Coordinate annotation entries:
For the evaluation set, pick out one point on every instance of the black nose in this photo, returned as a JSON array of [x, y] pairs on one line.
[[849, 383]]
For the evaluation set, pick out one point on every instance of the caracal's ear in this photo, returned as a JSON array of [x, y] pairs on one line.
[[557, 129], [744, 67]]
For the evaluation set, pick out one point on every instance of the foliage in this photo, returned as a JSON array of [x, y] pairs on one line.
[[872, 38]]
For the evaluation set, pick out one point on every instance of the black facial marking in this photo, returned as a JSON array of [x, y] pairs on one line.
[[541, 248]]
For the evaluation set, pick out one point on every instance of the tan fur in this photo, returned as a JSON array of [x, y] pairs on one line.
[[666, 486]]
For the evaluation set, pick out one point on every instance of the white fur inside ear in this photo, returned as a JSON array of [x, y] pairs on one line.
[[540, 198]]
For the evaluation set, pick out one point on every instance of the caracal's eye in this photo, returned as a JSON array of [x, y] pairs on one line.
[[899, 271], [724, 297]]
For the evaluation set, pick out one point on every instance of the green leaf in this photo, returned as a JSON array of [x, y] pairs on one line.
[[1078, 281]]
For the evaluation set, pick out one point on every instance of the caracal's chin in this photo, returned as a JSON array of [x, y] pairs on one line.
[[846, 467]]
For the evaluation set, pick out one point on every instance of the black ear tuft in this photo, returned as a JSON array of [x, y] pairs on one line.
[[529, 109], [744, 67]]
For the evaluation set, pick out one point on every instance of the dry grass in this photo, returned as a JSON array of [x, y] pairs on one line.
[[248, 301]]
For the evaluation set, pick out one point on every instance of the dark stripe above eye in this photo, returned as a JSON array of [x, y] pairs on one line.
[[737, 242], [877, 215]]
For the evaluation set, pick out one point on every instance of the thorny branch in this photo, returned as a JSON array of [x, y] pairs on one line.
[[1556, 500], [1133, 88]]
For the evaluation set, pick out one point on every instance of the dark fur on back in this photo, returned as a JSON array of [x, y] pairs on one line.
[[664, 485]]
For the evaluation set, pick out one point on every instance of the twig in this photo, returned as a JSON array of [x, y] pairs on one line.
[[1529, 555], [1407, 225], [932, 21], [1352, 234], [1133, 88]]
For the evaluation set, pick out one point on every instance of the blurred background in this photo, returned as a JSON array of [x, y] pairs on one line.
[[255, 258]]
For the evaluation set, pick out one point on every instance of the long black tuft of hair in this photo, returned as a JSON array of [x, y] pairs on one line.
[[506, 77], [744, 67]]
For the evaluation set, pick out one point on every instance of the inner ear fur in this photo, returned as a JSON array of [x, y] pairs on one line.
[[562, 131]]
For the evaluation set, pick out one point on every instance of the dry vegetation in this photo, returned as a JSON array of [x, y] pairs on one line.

WRITTEN EXERCISE: Copy the part of the material above that opens with the line containing "the caracal's eye" and closes with the line containing "[[529, 109], [744, 67]]". Reproduce those lines unchanged, both end lines included, and nothing else.

PROBLEM SOLUTION:
For the evaluation set, pick out one point on every instance of the caracal's eye in this photo, returned as a JSON array of [x, y] pairs on one line.
[[899, 271], [724, 297]]
For the evaluation set, pick out one point on every instance of the green leaf in this photo, returned as a JSON array of [x, y] pairs on one line.
[[1078, 281]]
For the evaluation set, pick out one point on every instance of the caracal's chin in this photo, returned as a JSON array of [x, y] pairs on one line.
[[846, 467]]
For the evaluation set, pick out one point on every instance of the black ear tuft in this photo, returned as a JSON array of [x, y] pairs on one line.
[[529, 109], [744, 67]]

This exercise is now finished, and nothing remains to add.